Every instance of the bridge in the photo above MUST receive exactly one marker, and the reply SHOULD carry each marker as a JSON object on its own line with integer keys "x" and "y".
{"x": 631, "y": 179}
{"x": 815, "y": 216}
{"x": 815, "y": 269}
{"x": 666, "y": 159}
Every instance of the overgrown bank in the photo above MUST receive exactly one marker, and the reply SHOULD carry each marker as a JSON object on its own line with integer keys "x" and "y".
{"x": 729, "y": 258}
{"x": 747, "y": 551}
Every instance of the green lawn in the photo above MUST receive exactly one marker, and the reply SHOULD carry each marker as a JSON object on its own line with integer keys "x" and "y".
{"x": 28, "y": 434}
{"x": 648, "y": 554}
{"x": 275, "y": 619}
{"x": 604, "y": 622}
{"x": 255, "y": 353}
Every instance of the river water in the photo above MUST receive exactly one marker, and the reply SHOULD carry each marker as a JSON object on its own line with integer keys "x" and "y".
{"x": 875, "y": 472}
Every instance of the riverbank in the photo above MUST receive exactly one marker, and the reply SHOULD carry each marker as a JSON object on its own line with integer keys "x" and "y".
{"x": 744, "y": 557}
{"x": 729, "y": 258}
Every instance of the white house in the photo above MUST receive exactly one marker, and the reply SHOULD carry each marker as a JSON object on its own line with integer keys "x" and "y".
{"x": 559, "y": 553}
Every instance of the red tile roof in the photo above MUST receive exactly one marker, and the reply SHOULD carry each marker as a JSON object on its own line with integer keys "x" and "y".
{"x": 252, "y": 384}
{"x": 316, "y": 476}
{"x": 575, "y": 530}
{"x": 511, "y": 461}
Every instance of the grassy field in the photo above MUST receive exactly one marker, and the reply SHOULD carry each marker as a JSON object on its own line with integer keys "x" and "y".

☆ ☆ ☆ ☆ ☆ ☆ ☆

GIVEN TASK
Set down, word for word, every line from the line that holds "Every instance of the white" to the end of the entries above, including both ends.

WRITTEN RESPONSE
Every instance of the white house in the photo above MUST receive exactly one marker, and the reply SHOULD carry each marker as a JSON object on its own line with integer keys "x" and "y".
{"x": 559, "y": 553}
Every instance of the red tile roof in the photo above MUST receive exactly one marker, and the reply SHOULD carry each marker as a JSON object on its own line with integer keys "x" and "y".
{"x": 252, "y": 384}
{"x": 316, "y": 476}
{"x": 575, "y": 530}
{"x": 511, "y": 461}
Every instance of the grassy field in the photo above MUST receive exactly one marker, and the reply SHOULD carry each marker as a JSON object on its own line with integer keys "x" and "y".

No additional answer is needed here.